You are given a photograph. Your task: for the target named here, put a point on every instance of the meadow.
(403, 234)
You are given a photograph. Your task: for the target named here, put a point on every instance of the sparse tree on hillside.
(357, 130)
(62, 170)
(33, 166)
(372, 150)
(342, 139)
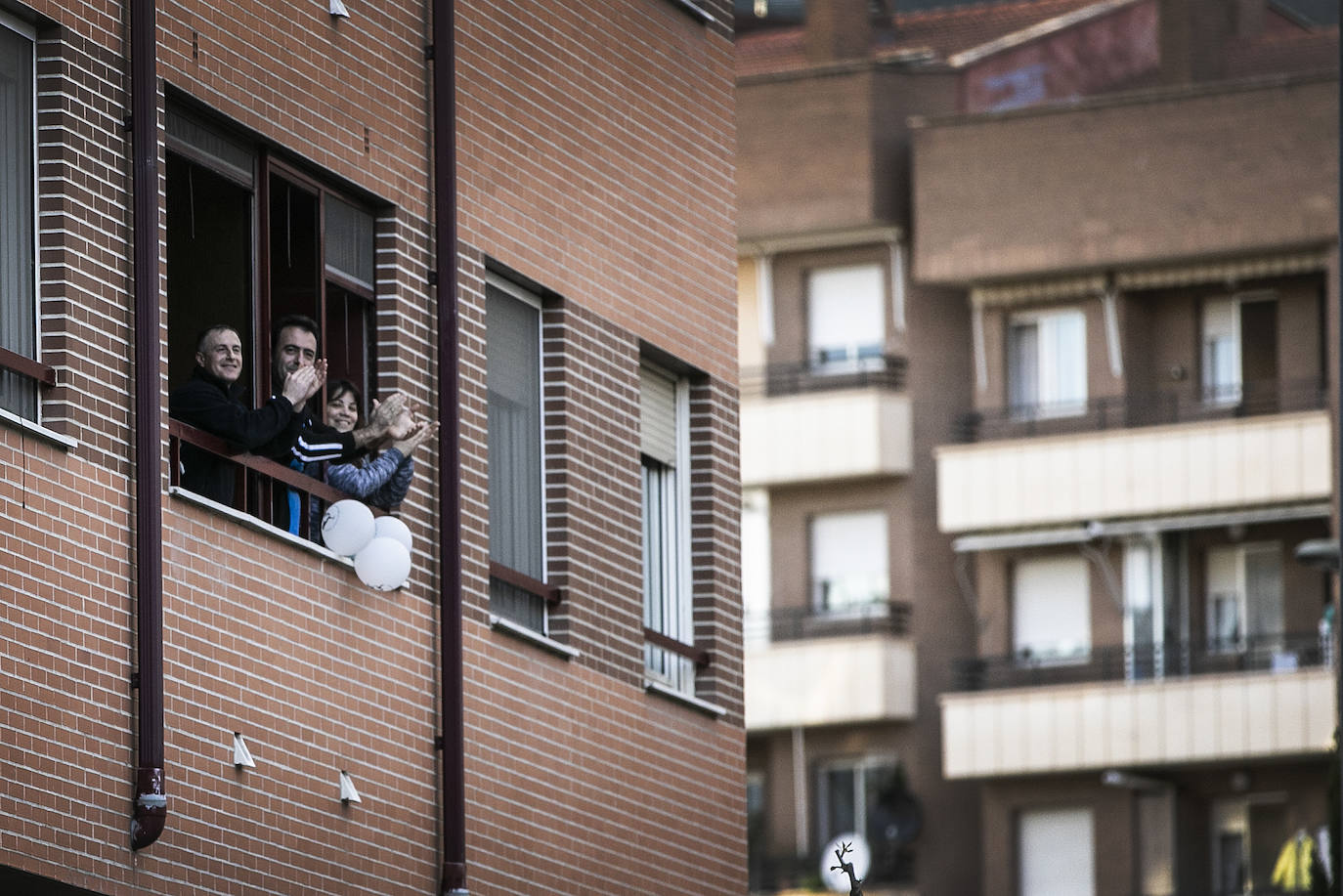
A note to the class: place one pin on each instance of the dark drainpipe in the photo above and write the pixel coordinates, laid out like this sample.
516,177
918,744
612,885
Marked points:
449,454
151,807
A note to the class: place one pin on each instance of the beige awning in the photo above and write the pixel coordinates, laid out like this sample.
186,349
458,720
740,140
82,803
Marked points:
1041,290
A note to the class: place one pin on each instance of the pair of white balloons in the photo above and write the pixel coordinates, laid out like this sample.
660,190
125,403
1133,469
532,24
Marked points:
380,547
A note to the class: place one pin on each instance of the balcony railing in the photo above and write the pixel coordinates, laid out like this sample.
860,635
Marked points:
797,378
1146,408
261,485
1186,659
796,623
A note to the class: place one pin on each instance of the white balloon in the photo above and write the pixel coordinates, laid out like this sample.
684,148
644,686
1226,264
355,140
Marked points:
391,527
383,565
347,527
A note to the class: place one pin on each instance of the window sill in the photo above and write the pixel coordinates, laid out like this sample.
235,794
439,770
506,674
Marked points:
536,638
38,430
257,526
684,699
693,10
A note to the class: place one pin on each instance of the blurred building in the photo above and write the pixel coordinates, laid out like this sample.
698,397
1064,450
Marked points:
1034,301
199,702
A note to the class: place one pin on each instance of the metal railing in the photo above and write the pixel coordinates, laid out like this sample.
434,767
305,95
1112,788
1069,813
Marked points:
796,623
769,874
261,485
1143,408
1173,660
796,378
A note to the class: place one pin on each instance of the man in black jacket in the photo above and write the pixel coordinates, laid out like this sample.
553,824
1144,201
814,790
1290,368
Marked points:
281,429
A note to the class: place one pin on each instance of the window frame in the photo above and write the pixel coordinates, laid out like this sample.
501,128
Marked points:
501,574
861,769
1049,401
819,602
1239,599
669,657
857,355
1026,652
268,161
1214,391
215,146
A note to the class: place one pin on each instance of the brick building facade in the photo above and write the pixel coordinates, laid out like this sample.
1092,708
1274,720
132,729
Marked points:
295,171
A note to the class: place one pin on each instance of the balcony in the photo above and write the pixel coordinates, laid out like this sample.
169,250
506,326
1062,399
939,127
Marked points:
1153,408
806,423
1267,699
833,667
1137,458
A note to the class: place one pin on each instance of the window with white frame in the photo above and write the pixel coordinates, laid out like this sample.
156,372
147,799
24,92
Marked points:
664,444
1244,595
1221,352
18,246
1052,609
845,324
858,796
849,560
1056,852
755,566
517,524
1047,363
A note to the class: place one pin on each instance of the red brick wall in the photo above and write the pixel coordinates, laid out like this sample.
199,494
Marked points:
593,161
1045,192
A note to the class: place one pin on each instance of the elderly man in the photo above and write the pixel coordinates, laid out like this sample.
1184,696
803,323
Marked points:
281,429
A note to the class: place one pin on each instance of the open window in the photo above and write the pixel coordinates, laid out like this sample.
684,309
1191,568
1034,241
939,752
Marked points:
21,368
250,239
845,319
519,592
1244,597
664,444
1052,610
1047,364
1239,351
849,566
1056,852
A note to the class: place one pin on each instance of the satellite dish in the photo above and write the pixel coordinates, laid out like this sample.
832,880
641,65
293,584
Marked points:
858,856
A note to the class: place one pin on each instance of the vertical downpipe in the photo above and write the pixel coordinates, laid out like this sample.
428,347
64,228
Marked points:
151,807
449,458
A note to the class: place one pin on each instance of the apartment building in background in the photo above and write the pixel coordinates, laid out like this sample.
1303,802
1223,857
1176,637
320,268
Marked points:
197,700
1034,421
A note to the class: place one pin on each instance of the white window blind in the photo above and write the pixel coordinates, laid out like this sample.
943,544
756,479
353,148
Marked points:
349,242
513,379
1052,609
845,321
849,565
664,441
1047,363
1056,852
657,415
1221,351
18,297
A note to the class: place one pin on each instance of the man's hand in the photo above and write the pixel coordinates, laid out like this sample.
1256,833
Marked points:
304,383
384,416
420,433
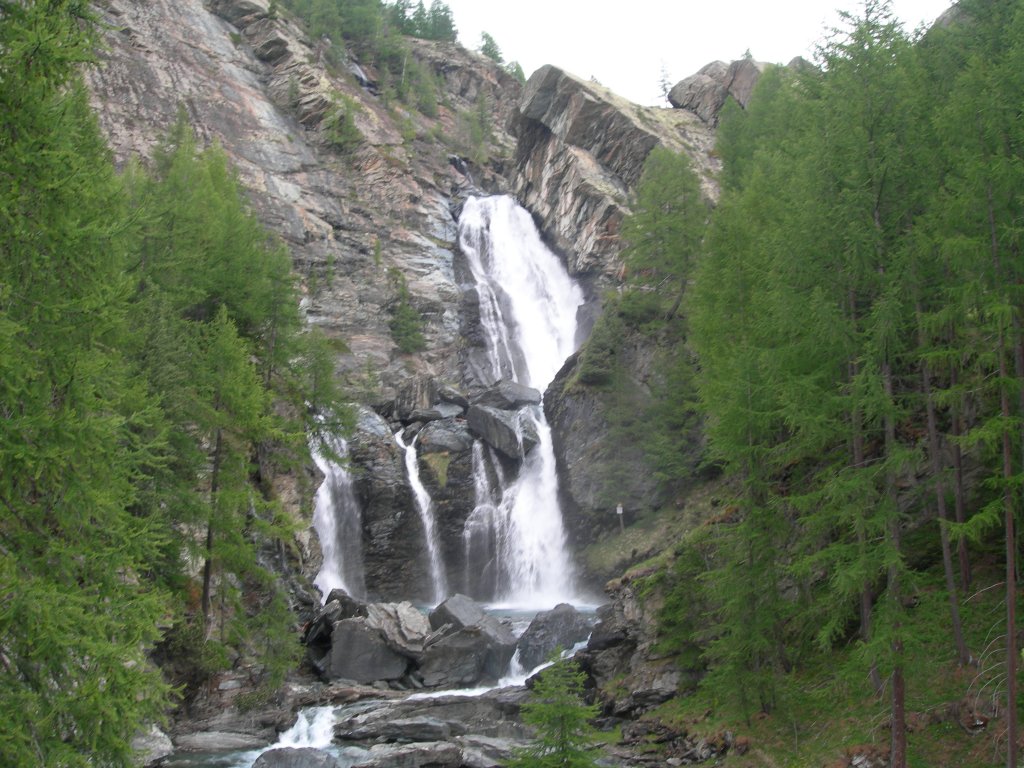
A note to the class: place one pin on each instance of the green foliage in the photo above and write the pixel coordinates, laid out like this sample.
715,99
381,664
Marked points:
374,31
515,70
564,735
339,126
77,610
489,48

# # # # # # #

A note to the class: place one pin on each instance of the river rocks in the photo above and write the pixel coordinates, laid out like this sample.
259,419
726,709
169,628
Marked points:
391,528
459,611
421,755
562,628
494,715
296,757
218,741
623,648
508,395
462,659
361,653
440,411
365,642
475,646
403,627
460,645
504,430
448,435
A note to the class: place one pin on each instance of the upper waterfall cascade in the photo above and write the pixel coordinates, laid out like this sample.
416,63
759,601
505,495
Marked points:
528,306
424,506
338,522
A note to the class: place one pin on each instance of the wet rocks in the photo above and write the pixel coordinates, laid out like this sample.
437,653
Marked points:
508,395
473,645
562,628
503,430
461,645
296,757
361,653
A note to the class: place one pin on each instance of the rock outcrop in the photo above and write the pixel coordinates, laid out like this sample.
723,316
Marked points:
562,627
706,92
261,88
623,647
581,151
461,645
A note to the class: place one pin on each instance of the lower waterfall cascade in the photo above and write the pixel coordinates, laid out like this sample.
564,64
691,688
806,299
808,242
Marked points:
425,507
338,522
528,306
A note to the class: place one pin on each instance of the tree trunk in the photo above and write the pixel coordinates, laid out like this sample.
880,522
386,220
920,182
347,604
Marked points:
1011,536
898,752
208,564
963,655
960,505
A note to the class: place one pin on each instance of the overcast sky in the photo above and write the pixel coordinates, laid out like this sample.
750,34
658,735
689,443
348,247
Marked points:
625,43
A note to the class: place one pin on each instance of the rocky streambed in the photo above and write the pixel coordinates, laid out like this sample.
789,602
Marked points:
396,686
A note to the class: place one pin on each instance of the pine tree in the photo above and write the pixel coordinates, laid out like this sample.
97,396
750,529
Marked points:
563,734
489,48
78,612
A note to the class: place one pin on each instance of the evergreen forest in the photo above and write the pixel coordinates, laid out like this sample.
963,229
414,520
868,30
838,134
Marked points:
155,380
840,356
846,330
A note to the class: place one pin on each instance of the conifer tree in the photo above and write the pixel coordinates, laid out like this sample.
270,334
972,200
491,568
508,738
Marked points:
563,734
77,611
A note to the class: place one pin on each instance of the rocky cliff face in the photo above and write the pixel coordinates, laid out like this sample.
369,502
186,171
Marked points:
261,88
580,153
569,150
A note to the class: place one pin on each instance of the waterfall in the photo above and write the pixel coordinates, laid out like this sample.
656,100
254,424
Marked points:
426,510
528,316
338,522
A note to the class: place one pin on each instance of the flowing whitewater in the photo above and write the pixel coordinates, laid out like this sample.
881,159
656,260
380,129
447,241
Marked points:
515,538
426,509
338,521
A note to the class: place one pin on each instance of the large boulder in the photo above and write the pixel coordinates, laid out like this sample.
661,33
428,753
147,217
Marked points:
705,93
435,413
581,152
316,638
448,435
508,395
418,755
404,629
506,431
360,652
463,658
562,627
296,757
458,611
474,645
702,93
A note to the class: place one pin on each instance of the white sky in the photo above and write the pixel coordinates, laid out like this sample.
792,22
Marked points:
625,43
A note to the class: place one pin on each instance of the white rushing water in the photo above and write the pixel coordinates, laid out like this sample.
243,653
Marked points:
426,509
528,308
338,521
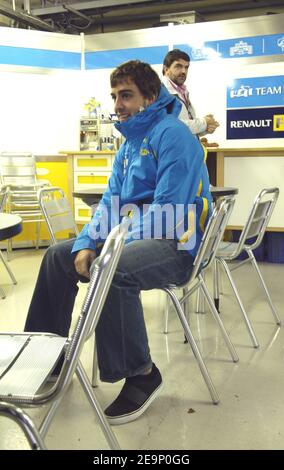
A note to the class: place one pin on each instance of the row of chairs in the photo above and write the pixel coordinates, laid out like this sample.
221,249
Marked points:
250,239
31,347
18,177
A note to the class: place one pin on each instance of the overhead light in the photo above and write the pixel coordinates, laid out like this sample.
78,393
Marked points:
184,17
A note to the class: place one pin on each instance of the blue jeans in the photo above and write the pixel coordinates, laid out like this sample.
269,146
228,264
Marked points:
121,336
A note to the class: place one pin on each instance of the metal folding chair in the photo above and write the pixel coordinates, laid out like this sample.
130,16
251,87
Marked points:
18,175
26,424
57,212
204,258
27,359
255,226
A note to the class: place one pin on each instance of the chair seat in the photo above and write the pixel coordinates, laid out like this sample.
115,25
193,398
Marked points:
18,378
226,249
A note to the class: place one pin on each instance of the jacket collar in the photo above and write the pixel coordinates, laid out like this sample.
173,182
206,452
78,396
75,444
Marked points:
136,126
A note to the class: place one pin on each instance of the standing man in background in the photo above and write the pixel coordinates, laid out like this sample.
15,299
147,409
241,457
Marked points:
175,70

# # # # # # #

**WHAT TO WORK ON**
In the records above, some lines may contain the word "brick"; copy every one of them.

**RESPONSE FOR THIS EXERCISE**
A note to the class: place one pin on each instance of the brick building facade in the photo above and write the pixel coordinates, laid out like this sample.
A note to the class: place one pin on each instance of the red brick wall in the photo above and write the pixel coordinates, laid out like this sample.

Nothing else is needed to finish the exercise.